* TASK DESCRIPTION *
Which lines of the listing below contain the string "pairs", matching case exactly? Pull out each of those lines and copy it in full.

>> START

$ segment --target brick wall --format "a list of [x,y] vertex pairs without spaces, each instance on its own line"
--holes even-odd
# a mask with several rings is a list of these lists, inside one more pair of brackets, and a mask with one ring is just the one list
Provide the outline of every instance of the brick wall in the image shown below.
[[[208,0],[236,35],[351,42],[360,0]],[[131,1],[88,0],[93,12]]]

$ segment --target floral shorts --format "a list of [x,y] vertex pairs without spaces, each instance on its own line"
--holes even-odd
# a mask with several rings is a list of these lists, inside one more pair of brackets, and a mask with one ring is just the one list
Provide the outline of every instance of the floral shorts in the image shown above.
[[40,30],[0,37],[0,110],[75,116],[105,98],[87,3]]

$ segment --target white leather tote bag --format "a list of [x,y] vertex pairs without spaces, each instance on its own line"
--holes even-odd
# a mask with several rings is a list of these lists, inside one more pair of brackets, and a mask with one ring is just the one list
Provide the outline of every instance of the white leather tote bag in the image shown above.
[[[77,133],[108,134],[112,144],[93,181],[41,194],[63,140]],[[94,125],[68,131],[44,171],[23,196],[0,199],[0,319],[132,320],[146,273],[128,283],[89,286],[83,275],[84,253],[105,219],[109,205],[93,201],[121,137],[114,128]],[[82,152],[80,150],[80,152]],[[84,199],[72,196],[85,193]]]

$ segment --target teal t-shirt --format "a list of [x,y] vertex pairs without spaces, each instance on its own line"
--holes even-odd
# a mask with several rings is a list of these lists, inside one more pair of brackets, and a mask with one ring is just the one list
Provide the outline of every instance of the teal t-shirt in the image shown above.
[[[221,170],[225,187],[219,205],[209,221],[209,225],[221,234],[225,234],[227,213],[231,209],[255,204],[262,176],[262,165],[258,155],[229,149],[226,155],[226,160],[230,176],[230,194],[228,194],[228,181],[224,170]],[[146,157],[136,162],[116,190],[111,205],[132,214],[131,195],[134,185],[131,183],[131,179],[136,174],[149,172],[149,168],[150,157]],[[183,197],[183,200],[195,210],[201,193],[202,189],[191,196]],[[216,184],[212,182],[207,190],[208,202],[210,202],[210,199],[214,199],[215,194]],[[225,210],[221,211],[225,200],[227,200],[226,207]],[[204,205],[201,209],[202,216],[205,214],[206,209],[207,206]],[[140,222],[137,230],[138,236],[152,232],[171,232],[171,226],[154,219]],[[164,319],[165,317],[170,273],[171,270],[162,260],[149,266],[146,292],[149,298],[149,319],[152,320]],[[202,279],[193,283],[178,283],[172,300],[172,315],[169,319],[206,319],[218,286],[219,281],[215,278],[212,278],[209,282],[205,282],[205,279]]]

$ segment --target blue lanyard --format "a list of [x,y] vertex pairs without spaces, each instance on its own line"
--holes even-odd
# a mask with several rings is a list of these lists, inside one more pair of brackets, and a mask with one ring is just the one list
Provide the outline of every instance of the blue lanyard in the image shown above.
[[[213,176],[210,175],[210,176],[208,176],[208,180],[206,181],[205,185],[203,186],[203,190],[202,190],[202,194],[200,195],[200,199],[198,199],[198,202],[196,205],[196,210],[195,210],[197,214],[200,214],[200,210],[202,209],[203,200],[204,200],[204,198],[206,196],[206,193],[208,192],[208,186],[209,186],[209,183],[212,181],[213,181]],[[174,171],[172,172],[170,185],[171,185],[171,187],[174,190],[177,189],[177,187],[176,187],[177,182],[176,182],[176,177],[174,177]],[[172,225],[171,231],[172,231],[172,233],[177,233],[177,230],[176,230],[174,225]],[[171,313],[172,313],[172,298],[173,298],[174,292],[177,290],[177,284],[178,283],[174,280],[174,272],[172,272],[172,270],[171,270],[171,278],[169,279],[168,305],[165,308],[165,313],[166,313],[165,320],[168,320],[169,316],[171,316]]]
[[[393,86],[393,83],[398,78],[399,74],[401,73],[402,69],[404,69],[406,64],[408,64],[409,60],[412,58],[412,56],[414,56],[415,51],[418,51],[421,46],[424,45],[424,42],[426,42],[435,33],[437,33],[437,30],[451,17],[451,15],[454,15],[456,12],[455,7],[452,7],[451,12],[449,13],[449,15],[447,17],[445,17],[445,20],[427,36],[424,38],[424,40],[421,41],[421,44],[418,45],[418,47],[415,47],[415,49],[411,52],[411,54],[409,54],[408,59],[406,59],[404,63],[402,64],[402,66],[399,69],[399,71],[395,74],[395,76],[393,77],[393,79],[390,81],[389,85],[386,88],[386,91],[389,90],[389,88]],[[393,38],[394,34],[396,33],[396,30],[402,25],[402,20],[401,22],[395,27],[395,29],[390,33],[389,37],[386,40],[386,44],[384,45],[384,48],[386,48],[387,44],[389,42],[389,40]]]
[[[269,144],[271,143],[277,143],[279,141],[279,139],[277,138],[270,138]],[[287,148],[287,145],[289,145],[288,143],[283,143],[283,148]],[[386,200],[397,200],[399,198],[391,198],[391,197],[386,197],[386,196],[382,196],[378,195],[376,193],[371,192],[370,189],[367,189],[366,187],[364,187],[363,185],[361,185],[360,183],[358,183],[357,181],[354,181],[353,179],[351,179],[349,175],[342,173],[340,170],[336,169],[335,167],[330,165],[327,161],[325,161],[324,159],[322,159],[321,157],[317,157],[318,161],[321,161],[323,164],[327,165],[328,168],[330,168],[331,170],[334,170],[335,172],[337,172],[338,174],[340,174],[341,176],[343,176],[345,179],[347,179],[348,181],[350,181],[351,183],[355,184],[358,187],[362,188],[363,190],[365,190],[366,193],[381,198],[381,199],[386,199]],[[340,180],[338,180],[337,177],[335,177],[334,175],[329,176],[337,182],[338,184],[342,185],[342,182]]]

>> END

* ANSWER IN FULL *
$ segment --target brick wall --format "a list of [x,y] vertex pairs without spaces, each instance on its own line"
$ segment --target floral shorts --format "a list of [x,y] vertex pairs without spaces, each instance on its own line"
$ segment --target white leather tote bag --format "a list of [x,y] vertex pairs without spaces, each instance on its own line"
$ segment --target teal t-shirt --format "a list of [x,y] vertex pairs without spaces, each instance on its own line"
$ segment --target blue lanyard --format "a list of [x,y] vertex pairs without spaces, each instance on its own line"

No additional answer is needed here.